Job: Reproduce verbatim the lines of the listing starting at the line that contains "1325, row 189." and ending at the line that contains "column 327, row 633", including both of those lines.
◆ ◆ ◆ ◆
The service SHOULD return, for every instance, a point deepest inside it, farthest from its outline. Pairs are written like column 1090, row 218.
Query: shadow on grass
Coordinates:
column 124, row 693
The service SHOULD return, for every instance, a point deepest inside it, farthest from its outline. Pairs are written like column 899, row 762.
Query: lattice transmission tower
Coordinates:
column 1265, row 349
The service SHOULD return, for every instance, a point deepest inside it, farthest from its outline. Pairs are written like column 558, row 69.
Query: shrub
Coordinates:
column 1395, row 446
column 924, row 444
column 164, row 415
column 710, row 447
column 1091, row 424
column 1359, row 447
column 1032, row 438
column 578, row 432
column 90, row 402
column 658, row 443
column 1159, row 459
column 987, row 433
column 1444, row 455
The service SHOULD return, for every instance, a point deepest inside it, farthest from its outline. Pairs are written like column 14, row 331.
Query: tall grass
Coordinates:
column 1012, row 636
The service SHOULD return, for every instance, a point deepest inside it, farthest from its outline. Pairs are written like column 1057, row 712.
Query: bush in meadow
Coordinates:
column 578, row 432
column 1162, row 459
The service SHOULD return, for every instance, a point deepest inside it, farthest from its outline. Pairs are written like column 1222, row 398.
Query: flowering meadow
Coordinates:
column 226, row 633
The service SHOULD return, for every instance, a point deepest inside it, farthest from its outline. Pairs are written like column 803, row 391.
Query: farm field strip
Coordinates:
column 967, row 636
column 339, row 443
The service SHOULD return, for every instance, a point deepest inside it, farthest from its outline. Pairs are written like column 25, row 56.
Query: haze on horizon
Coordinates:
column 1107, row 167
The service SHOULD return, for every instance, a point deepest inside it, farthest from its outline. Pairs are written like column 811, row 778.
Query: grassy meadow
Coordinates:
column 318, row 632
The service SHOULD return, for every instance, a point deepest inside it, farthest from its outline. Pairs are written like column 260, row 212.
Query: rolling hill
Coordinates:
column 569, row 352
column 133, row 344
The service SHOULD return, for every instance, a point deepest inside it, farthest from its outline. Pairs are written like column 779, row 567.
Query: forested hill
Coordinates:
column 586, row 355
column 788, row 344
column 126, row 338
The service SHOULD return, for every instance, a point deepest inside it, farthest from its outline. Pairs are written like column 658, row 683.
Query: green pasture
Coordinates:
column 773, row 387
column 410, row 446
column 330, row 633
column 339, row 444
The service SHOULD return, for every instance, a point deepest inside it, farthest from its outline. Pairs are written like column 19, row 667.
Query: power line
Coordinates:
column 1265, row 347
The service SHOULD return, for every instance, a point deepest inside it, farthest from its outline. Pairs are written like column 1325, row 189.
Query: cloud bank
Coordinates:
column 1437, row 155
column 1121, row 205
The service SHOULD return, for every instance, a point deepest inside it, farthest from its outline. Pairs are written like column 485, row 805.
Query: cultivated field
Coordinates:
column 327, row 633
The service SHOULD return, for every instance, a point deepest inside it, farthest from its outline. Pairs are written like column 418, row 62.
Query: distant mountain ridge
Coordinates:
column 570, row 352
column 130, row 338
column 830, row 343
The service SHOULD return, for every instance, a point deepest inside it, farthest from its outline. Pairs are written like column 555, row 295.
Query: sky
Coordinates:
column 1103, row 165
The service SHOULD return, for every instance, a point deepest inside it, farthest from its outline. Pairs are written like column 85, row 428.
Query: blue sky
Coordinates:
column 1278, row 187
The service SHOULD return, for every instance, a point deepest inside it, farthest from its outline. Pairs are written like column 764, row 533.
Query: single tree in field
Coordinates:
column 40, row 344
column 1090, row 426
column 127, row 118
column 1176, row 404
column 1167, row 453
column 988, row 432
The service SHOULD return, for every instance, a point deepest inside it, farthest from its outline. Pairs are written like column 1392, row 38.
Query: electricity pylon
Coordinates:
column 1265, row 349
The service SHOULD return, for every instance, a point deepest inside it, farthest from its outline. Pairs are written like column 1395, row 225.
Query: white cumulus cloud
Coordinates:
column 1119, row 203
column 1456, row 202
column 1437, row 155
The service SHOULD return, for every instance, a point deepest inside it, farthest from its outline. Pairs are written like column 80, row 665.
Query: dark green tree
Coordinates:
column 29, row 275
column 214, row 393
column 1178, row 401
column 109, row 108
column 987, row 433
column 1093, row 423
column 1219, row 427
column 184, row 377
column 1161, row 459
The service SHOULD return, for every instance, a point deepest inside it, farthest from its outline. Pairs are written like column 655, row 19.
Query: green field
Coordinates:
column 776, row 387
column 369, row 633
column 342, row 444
◆ ◆ ◆ ◆
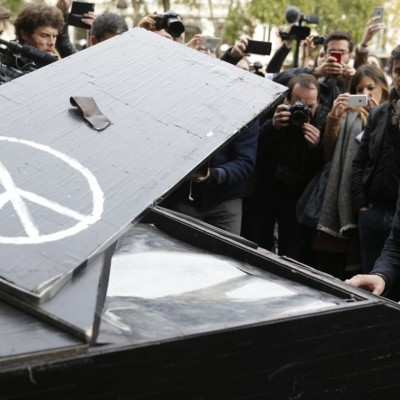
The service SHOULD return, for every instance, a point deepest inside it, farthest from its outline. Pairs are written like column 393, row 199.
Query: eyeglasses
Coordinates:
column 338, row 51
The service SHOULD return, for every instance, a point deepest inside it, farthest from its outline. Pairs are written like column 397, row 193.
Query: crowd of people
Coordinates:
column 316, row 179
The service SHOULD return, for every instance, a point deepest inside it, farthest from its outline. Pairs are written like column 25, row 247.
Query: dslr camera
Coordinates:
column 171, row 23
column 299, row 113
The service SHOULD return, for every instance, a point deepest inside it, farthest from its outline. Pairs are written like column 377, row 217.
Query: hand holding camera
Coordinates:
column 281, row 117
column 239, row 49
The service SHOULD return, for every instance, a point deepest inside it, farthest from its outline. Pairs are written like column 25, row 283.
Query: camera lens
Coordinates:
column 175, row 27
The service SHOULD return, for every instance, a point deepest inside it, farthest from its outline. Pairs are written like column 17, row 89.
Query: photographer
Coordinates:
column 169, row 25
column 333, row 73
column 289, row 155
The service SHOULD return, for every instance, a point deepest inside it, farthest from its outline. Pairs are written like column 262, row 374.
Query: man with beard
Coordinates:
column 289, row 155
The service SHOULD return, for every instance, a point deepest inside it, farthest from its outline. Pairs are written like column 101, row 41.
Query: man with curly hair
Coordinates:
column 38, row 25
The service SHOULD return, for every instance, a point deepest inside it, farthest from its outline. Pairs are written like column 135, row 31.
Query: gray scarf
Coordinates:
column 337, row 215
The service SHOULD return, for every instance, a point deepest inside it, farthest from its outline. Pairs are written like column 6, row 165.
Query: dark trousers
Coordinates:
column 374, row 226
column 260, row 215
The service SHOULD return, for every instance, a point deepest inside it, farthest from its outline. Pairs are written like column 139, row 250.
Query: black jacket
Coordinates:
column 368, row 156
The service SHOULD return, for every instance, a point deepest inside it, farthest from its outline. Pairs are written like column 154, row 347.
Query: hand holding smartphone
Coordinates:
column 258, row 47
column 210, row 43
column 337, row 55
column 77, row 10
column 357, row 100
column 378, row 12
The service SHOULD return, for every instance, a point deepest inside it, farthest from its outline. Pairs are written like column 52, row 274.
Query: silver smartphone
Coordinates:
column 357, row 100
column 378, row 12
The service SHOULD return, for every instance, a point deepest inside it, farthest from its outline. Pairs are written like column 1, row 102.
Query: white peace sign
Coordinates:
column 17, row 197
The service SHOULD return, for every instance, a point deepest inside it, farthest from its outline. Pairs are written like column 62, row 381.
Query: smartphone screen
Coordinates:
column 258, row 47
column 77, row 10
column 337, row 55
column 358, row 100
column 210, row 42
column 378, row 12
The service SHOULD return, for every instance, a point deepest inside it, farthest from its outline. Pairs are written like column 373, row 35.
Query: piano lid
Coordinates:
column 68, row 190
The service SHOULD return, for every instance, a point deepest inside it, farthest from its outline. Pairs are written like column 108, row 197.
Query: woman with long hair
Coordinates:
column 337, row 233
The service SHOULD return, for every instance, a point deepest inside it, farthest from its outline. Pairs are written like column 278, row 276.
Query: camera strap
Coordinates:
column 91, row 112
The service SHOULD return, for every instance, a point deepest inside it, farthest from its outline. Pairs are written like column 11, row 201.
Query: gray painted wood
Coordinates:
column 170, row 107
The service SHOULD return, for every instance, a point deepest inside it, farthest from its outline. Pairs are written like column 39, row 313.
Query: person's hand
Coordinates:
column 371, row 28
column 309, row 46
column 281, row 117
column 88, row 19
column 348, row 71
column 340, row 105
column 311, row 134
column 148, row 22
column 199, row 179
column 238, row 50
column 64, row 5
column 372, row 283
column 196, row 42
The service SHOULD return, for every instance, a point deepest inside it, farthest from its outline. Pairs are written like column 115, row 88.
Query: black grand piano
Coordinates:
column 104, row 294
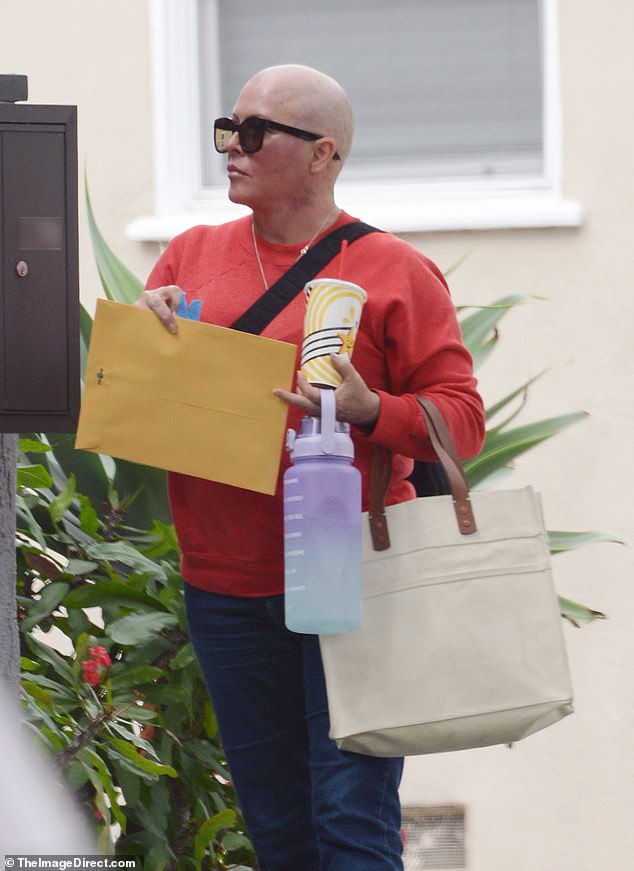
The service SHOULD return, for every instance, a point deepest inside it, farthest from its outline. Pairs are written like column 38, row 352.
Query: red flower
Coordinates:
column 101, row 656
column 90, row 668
◆ ◆ ◆ ◆
Exercise output:
The service SHOULD return, for every instance, a point deepest inside it, farthest from its outline. Pairs are written like column 1325, row 189.
Query: cloud bank
Coordinates:
column 1437, row 155
column 1121, row 205
The service SHOULD return, for every instance, a point deepest inside it, farthest from its outline. Pairs are written like column 485, row 805.
Query: cultivated field
Coordinates:
column 327, row 633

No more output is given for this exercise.